[Task goal]: Retype, please, the listing from its opening line through the line that contains "Annotate girl's arm in this screenshot.", both included, without the pictures.
* * * * * * *
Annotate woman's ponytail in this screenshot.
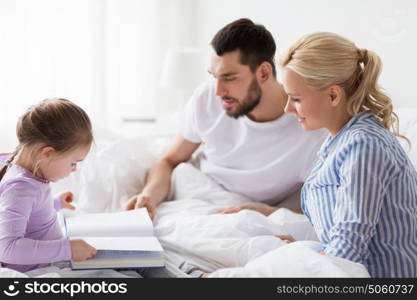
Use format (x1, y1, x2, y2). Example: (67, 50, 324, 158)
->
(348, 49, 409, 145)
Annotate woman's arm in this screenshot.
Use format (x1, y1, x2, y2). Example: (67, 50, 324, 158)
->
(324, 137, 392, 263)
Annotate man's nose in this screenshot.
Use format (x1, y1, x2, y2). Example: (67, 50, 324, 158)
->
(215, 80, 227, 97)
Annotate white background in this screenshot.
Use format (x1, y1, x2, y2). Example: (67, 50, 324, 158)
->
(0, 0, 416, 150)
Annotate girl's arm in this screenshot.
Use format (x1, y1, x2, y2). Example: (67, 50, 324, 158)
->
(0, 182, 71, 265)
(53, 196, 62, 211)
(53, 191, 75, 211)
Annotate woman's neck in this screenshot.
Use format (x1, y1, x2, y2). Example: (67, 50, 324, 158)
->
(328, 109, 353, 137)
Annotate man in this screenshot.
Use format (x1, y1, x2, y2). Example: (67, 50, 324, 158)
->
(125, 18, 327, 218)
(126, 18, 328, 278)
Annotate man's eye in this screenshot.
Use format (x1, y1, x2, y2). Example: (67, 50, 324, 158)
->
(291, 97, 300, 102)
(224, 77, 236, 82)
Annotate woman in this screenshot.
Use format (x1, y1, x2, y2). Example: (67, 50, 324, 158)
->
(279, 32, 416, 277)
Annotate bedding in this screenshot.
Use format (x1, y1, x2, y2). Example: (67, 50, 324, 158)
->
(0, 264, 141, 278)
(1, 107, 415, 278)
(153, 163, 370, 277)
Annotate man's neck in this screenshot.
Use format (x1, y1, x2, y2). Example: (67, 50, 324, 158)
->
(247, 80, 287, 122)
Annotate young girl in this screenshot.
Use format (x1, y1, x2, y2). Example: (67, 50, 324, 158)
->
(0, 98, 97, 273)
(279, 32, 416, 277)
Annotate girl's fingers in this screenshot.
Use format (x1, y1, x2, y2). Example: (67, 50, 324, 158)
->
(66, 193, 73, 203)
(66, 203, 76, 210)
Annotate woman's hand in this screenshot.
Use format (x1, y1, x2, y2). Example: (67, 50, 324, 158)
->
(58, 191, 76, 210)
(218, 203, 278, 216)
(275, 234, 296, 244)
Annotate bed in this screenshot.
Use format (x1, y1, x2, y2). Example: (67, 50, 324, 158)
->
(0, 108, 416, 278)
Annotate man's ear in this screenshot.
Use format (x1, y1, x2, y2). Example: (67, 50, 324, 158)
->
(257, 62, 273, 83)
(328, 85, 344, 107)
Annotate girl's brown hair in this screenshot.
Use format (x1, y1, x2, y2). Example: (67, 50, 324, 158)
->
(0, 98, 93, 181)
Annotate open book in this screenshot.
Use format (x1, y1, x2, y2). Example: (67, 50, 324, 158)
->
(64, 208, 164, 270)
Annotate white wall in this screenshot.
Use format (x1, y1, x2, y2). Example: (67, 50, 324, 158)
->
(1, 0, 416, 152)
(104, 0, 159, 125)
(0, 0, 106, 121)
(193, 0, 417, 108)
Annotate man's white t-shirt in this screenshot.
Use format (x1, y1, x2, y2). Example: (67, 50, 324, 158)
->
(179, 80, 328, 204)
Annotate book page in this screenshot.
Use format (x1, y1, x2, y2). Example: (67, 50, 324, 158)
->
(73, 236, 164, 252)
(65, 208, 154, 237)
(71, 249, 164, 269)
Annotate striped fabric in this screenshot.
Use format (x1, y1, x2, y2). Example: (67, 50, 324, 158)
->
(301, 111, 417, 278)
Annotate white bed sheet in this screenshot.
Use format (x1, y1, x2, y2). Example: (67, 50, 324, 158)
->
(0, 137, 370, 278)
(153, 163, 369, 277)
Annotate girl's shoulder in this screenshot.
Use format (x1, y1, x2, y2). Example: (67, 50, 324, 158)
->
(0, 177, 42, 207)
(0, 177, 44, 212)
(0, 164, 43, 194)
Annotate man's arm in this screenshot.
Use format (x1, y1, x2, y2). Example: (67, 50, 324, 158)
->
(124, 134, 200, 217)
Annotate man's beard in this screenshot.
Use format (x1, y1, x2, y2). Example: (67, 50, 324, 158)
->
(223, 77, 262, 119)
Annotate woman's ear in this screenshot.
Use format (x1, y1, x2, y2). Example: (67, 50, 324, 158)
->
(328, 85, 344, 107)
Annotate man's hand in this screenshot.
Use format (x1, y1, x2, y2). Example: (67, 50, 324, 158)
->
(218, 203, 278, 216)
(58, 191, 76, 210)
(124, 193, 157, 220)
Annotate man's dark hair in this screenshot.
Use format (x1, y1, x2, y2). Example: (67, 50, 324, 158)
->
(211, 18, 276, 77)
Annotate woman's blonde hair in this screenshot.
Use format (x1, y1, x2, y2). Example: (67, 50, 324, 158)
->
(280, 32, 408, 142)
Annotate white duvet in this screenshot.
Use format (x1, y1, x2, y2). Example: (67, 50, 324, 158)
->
* * * * * * *
[Output]:
Annotate woman's ponytail in this screenshot.
Use format (x1, y1, x2, y2). Example: (67, 50, 324, 158)
->
(348, 49, 409, 145)
Annotate woman's arm in this screenshot.
Use format (x1, y1, x2, y2). Example: (67, 50, 324, 158)
->
(324, 137, 392, 263)
Annotate man's nose in this screenshot.
Use format (x1, y1, x2, y2). Example: (67, 50, 324, 158)
->
(215, 80, 227, 97)
Annotate white background in this screenshot.
Use format (x1, y1, x2, y2). Example: (67, 50, 324, 158)
->
(0, 0, 416, 150)
Annotate girl's arm in this screenshot.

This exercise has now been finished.